(STUDY TEXT):

[Start of section]

Adjusting the COVID-19 non-fatal values by age is quite different in comparison to calculating the values for statistical fatalities. A main reason is that the distribution for COVID-19 cases follows a much different age pattern than in the fatality data. Previous work by the CDC (2020e) on the demographics of COVID-19 victims with tabulations for cases, hospitalizations, and deaths has shown fatalities are much more skewed toward the elderly than some of the other categories, particularly in comparison to the case totals (see Fig. 3 for details). For example, the number of cases is largely concentrated among the middle-aged portion of the U.S. population with 65% of the cases confirmed among the 20–59 age group (CDC 2020e). This is in stark contrast with the fatality data which shows 81% of the fatalities occurring among those aged 65 and above (Robinson et al. 2020). Hospitalizations are skewed more heavily toward the elderly in comparison to the number of cases. The CDC ( 2020e) data show that about 60% of the hospitalizations take place among the 60+ age group. In short, it is possible that adjusting the non-fatal valuations by age will bring down the values, but it would be a much smaller adjustment in comparison to the adjusted values in the regular COVID-19 VSL literature.

Fig. 3

Age Distribution for Laboratory Confirmed Cases and Hospitalizations. Panel A: Cases by Age Group, Panel B: Hospitalizations by Age Group. Notes: Data taken from Coronavirus Disease 2019 Case Surveillance. United States, January 22–May 30, 2020. CDC Morbidity and Mortality Weekly Report. Available at:

As a sensitivity analysis, we apply the age adjustment ratios (60% discount for the VSLY method and 20% for the inverse-U method) in Robinson et al. (2020) to the hospitalization values in Panel B in Table 2. While we adjust the hospitalization values for age, we assume the asymptomatic case values and symptomatic case values with no hospitalization remain the same (because the categories are not skewed toward the elderly). We find overall valuations in Table 2 decrease from $2.2 trillion to $1.6 trillion (about a 30% decrease) when using the VSLY method and fall to about $2 trillion (about a 10% decrease) when using the inverse-U method. Applying the age adjustment ratio from Greenstone and Nigam (2020) similarly decreases the overall non-fatal valuation from about $2.2 trillion to about $1.5 trillion (a 30% decrease).

[End of section]

(YOUR ASSIGNMENT): Translate this sentence from the passage on age-adjusting COVID-19 non-fatal values into Spanish: "Hospitalizations are skewed more heavily toward the elderly in comparison to the number of cases."

[Extracted data entries]

[Start of section]

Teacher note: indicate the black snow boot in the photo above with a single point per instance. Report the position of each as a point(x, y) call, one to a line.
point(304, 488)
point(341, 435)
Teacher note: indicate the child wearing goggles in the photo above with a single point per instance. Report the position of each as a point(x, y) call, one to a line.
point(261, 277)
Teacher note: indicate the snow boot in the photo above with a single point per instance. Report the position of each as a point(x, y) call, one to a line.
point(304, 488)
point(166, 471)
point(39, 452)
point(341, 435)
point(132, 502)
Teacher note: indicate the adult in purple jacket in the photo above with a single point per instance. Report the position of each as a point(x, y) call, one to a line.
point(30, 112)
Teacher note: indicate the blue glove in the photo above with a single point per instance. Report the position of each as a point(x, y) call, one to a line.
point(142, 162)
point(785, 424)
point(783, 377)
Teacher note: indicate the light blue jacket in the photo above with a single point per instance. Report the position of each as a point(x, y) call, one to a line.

[End of section]

(YOUR SOLUTION): Las hospitalizaciones están sesgadas con mayor fuerza hacia las personas mayores en comparación con el número de casos.